**Angezeigter Text**
Wissenschaftlerinnen und Wissenschaftler aus Deutschland und den USA haben jetzt in der internationalen Fachzeitschrift The Cryosphere eine Studie veröffentlicht, nach der Niederschlagsereignisse über dem grönländischen Eis zunehmend zu den Auslösern der Schmelzwasserbildung gehören. „Regenwetter kommt in Teilen des grönländischen Eisschildes immer häufiger vor, was auch im Winter zu kurzzeitigen Schmelzereignissen führt“, fasst die Erstautorin Dr. Marilena Oltmanns vom GEOMAR Helmholtz-Zentrum für Ozeanforschung Kiel die Studie zusammen.
Um den genauen Ursachen für die Schmelzwasserbildung auf der Oberfläche der grönländischen Gletscher auf die Spur zu kommen, kombinierten die Forscherinnen und Forscher Satellitenbilder mit Wetterbeobachtungen vor Ort aus den Jahren 1979 bis 2012. Satelliten können das Schmelzen des Eises in Echtzeit abbilden, da ihre Bilder Schnee und flüssiges Wasser unterscheiden können. Mehrere über das Eis verteilte automatisierte Wetterstationen liefern gleichzeitig Daten über Temperatur, Wind und Niederschlag.
Durch die Kombination der beiden Datensätze konnten die Forschenden mehr als 300 Ereignisse erkennen, bei denen Regenwetter der erste Auslöser für einen Schmelzvorgang war. „Das war eine Überraschung“, sagt Dr. Oltmanns. Im Verlauf des untersuchten Zeitraums habe sich das Schmelzen im Zusammenhang mit Regen und seinen Folgewirkungen im Sommer sogar verdoppelt und in den anderen Jahreszeiten insgesamt verdreifacht, erklärt sie weiter. Der Gesamtniederschlag über dem Eisschild änderte sich allerdings nicht. Was sich änderte, war die Form des Niederschlags.

**Deine Aufgaben**
- 1) Beantworte zum Text über Regen auf dem grönländischen Eis:
(a) In welcher Fachzeitschrift erschien die Studie?
(b) Aus welchem Zeitraum stammen die Wetterbeobachtungen vor Ort?
(c) Wie viele Ereignisse mit Regenwetter als erstem Auslöser eines Schmelzvorgangs erkannten die Forschenden?
- 2) Führe den Text über Regen auf dem grönländischen Eisschild nach seinem letzten Satz weiter.

(Extrahierte Datensätze)
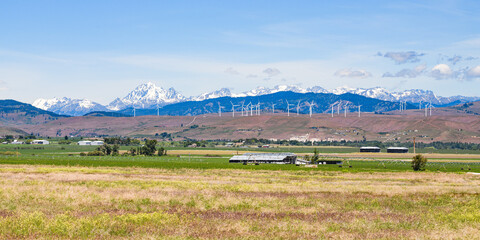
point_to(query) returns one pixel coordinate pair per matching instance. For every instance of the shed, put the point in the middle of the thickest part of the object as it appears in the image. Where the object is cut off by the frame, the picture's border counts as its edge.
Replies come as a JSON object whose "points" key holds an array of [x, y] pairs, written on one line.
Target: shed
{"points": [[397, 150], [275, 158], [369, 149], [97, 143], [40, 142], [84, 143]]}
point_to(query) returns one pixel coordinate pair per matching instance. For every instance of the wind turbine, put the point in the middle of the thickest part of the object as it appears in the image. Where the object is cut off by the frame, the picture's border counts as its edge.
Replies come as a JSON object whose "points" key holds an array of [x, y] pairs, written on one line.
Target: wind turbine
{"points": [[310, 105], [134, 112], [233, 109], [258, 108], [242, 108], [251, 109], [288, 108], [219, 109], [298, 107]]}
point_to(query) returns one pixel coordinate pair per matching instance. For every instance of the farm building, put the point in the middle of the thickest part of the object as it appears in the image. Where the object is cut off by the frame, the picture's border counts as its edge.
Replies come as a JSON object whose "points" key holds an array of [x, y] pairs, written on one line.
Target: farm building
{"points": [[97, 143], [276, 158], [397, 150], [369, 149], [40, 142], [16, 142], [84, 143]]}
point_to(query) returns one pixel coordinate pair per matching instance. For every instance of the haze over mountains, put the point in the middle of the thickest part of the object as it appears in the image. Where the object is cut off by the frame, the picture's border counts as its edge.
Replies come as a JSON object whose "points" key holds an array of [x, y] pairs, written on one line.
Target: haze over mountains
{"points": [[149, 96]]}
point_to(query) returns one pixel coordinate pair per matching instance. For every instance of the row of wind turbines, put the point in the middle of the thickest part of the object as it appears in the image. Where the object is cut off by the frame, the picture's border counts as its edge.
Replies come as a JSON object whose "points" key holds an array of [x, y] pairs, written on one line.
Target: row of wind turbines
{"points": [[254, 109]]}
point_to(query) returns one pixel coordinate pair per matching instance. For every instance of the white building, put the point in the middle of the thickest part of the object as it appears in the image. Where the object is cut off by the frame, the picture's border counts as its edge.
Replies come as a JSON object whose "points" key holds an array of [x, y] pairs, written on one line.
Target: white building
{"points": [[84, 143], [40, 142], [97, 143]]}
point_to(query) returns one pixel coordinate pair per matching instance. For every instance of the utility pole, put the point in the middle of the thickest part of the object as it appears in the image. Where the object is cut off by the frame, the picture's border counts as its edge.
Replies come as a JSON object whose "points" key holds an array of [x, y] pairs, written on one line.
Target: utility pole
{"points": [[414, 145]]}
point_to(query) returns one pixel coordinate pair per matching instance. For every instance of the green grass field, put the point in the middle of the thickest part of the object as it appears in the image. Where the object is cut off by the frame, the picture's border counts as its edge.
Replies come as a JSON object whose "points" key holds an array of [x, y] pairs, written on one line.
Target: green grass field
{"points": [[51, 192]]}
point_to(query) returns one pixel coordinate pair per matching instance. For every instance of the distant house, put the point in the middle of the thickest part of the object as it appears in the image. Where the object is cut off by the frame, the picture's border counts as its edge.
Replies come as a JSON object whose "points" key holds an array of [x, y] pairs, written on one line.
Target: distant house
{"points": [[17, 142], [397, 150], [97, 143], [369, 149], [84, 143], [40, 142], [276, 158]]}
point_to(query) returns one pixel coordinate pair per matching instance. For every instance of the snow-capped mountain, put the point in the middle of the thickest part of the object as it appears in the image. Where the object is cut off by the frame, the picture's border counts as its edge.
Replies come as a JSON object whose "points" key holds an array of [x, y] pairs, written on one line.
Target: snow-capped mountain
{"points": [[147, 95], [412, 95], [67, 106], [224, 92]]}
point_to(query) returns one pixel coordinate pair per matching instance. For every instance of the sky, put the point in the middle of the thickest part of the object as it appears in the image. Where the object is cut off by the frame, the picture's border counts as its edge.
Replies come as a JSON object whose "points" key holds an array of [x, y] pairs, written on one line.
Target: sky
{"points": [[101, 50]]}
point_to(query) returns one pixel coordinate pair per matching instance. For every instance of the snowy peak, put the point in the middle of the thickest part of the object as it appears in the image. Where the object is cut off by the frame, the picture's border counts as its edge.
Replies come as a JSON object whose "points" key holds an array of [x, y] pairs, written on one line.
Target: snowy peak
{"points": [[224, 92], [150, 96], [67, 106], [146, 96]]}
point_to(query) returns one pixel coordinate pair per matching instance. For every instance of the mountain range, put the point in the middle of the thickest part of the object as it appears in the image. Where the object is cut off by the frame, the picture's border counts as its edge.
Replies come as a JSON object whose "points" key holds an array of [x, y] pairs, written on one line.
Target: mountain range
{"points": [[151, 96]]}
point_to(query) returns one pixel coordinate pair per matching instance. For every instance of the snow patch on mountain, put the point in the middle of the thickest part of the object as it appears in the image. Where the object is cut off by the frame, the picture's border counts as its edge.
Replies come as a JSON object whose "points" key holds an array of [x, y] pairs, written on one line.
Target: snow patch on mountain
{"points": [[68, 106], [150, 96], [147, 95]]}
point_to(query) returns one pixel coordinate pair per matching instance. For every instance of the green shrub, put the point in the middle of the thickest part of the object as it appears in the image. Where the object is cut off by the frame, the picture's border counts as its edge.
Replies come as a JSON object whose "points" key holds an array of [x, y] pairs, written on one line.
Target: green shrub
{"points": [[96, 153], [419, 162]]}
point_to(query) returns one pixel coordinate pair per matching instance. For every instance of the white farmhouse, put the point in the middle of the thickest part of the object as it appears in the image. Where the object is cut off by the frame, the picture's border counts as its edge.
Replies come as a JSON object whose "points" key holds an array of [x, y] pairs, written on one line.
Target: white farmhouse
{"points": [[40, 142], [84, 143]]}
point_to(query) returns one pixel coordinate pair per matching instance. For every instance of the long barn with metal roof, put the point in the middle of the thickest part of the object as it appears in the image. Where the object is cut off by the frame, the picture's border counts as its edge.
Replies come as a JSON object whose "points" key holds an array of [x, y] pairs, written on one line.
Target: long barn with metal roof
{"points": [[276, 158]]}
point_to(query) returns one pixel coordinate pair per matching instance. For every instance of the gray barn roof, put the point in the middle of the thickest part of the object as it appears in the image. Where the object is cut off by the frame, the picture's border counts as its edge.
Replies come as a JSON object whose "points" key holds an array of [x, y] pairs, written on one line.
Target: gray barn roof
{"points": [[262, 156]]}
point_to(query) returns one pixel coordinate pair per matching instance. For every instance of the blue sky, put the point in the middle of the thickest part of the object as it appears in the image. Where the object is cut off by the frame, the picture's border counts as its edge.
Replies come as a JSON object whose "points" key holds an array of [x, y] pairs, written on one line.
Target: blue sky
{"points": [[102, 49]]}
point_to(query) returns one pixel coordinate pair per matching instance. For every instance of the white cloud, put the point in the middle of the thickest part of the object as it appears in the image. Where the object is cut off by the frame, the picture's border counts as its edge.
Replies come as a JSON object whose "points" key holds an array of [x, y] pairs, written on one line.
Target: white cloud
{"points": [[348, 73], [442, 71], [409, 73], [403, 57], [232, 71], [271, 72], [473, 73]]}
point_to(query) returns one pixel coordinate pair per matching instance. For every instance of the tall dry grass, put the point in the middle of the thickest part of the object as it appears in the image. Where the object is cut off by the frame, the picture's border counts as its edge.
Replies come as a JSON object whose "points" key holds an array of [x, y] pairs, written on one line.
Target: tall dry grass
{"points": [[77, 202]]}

**Lösungen der Aufgaben**
- 1)
(a) In The Cryosphere.
(b) Aus den Jahren 1979 bis 2012.
(c) Mehr als 300.

- 2)
Niederschlagsereignisse sind mit verstärkten Südwinden verbunden, die warme, feuchte Luft vom Ozean über den Eisschild bringen. Durch die langzeitige Erwärmung kommt es dabei immer häufiger vor, dass die atmosphärischen Bedingungen die Schwelle überschreiten, an der Niederschlag als Regen und nicht als Schnee eintritt. Zusätzlich zu der warmen Luft transportiert flüssiges Wasser viel Wärme. Unterdessen bilden die warmen Winde, die den Regen brachten, Wolken, die die Wärme über den Gletschern einfangen.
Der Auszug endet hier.